* **OBJETIVO DO EXERCÍCIO**: Informe somente o número de linhas abaixo que contêm a palavra "black". Diferencie maiúsculas de minúsculas.

***** LINHAS DE DADOS *****

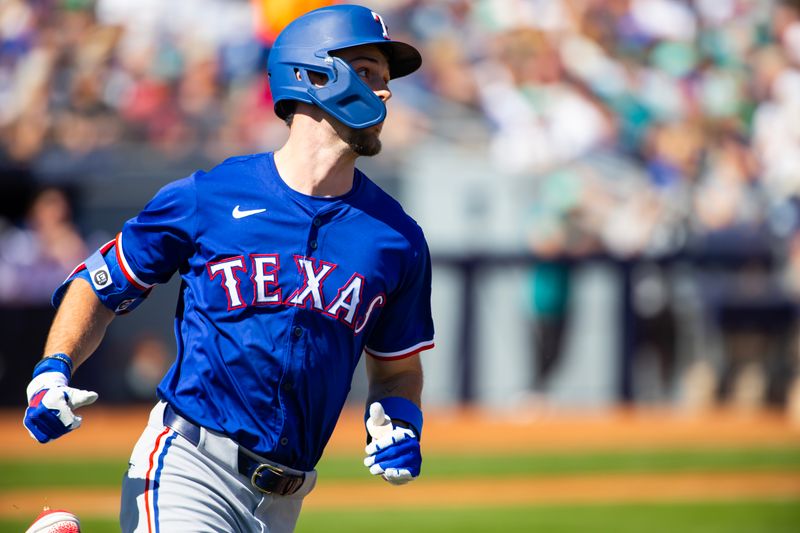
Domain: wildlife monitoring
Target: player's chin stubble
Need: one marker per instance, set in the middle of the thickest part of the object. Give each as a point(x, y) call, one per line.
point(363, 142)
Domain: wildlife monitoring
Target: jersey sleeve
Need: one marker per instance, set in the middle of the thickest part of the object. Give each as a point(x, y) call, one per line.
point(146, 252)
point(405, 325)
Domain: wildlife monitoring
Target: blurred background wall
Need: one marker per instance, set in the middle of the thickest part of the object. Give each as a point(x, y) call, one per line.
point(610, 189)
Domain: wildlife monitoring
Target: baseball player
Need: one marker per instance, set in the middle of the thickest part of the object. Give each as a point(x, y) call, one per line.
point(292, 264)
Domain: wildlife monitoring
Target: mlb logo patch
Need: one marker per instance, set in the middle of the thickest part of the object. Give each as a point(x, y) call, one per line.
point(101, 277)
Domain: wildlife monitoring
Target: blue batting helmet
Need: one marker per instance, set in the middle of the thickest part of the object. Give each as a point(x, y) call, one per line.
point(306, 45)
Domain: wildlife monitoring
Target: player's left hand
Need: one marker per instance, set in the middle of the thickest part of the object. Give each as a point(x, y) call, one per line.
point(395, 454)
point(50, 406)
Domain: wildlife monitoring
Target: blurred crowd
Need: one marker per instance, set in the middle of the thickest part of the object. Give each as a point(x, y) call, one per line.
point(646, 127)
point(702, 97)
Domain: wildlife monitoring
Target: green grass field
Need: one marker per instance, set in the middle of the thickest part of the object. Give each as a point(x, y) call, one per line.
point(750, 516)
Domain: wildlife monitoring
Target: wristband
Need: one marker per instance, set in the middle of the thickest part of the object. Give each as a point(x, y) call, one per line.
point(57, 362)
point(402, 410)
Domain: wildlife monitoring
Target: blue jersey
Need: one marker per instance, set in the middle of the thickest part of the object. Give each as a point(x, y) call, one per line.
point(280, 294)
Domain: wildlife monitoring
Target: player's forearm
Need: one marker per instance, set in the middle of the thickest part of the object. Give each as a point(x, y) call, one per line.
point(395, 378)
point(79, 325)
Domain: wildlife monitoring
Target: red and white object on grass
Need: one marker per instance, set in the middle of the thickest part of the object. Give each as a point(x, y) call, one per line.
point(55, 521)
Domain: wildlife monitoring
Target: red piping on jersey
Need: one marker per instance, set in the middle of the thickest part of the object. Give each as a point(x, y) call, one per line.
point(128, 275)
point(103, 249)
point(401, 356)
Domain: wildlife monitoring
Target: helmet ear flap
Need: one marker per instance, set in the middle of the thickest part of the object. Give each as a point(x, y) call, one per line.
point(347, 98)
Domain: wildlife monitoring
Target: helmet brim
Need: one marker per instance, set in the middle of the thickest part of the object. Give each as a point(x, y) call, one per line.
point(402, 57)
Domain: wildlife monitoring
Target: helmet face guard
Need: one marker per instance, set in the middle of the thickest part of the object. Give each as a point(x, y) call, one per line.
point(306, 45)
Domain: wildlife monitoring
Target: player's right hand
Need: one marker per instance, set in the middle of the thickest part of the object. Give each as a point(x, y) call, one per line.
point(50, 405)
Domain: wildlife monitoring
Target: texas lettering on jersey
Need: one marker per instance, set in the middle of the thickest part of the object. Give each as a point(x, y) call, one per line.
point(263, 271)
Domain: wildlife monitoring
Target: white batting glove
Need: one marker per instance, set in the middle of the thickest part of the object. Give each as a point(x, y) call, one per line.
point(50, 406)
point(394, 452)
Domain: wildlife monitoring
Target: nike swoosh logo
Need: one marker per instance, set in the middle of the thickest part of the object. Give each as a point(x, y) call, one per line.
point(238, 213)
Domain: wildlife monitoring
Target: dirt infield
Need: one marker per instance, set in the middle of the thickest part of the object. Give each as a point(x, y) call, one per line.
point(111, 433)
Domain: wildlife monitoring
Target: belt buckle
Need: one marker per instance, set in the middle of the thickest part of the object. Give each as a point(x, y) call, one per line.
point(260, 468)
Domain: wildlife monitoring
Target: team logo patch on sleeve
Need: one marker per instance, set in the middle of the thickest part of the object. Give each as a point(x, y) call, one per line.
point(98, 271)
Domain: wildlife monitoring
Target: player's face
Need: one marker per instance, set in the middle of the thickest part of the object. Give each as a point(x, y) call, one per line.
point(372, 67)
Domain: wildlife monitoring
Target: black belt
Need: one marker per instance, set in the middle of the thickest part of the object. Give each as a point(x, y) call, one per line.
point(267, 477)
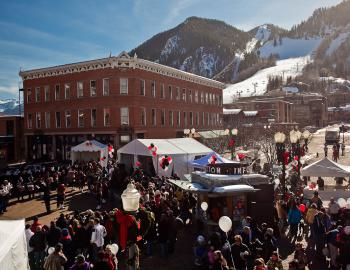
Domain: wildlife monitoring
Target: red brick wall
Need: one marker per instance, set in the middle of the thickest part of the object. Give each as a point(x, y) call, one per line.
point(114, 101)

*****
***** LINHAS DE DADOS *****

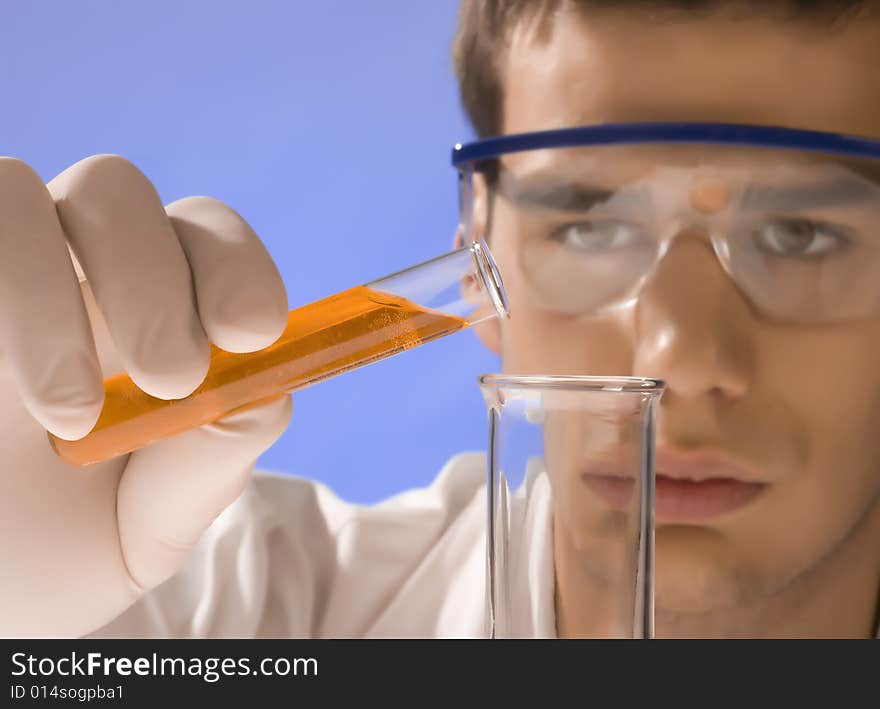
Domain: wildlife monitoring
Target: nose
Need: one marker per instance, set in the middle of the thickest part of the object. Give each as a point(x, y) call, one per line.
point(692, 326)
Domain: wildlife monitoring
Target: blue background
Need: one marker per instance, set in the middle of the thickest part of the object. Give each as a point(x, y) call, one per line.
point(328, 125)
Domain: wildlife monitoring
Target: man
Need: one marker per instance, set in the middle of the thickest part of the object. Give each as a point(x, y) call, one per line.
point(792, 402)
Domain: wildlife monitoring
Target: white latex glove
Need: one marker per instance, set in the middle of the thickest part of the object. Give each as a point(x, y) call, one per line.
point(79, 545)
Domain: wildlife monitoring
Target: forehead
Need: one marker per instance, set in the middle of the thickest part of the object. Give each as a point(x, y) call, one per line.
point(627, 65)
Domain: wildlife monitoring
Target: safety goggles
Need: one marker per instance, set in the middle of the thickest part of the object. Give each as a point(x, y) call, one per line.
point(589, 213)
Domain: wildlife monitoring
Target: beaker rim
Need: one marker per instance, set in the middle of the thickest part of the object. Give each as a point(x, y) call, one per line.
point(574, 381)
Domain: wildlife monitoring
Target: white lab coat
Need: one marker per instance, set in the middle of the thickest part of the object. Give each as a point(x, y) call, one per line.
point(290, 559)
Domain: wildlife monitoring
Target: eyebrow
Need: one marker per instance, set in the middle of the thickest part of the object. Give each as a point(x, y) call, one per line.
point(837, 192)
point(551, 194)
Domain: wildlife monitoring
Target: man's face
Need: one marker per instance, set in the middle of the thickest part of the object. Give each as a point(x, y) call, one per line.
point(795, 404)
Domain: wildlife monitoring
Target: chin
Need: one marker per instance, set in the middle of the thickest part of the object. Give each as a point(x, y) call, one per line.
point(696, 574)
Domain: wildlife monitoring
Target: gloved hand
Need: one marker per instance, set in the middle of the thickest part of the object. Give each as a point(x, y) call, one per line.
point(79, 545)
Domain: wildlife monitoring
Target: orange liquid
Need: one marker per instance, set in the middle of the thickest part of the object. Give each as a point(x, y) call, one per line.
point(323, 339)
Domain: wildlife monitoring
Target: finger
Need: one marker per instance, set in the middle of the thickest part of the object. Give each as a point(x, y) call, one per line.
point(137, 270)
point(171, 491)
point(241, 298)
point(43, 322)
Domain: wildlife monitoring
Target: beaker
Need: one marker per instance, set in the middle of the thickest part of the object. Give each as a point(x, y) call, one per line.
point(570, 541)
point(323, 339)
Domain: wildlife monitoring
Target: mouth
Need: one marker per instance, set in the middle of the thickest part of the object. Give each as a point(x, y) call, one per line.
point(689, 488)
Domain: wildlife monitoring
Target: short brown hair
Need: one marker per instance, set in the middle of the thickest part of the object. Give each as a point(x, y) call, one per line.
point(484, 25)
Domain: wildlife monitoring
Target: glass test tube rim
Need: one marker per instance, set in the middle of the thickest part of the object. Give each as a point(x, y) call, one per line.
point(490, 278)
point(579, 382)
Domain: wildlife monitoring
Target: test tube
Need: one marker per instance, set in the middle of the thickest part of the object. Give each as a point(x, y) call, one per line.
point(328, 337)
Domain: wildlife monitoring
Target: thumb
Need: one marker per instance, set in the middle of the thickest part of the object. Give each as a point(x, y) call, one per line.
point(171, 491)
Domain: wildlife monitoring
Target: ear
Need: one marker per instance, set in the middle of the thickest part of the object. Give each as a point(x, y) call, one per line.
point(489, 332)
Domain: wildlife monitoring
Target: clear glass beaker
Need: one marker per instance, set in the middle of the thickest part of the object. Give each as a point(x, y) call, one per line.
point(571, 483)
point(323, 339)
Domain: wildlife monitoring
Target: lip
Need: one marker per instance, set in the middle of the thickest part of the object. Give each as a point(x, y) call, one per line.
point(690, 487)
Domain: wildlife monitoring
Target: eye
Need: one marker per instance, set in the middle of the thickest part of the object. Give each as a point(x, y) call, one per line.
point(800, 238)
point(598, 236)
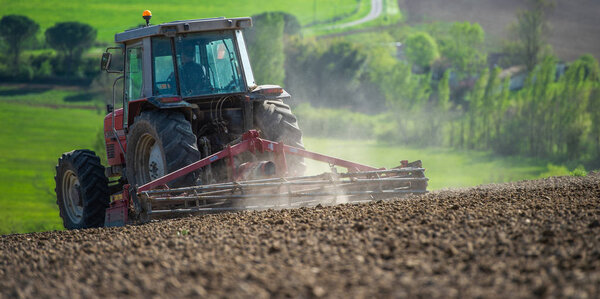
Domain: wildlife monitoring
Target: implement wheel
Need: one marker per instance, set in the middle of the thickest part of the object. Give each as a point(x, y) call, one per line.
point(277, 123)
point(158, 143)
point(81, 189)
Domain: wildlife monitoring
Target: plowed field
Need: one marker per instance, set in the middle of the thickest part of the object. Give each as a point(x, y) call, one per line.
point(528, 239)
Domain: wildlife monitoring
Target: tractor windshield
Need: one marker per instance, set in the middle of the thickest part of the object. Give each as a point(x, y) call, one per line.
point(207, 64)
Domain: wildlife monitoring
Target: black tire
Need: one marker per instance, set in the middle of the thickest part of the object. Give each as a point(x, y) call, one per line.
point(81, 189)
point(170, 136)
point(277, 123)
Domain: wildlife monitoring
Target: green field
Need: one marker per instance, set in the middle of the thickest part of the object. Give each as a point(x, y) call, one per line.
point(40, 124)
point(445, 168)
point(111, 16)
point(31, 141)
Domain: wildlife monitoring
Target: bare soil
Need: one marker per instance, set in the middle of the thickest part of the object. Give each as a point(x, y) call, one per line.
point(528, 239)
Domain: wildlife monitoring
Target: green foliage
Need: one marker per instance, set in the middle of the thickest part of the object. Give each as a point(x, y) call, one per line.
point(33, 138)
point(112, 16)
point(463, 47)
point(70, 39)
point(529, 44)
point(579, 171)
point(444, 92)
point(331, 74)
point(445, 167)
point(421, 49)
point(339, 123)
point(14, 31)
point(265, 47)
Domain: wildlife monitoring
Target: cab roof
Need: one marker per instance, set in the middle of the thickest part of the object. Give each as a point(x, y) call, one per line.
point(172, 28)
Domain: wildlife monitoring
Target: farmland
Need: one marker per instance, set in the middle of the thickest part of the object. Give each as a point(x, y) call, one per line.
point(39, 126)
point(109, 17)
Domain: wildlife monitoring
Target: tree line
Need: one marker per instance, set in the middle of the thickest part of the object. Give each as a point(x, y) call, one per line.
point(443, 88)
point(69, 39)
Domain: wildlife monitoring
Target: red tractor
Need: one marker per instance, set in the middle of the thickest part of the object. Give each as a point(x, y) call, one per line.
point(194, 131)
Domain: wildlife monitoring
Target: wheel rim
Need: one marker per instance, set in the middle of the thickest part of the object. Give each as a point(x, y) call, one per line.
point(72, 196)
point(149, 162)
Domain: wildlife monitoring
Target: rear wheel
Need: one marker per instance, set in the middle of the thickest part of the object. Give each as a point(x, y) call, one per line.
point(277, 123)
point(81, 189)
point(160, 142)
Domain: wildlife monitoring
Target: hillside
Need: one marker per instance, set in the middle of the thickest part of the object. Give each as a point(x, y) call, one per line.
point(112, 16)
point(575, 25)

*****

* **RESPOSTA**: 2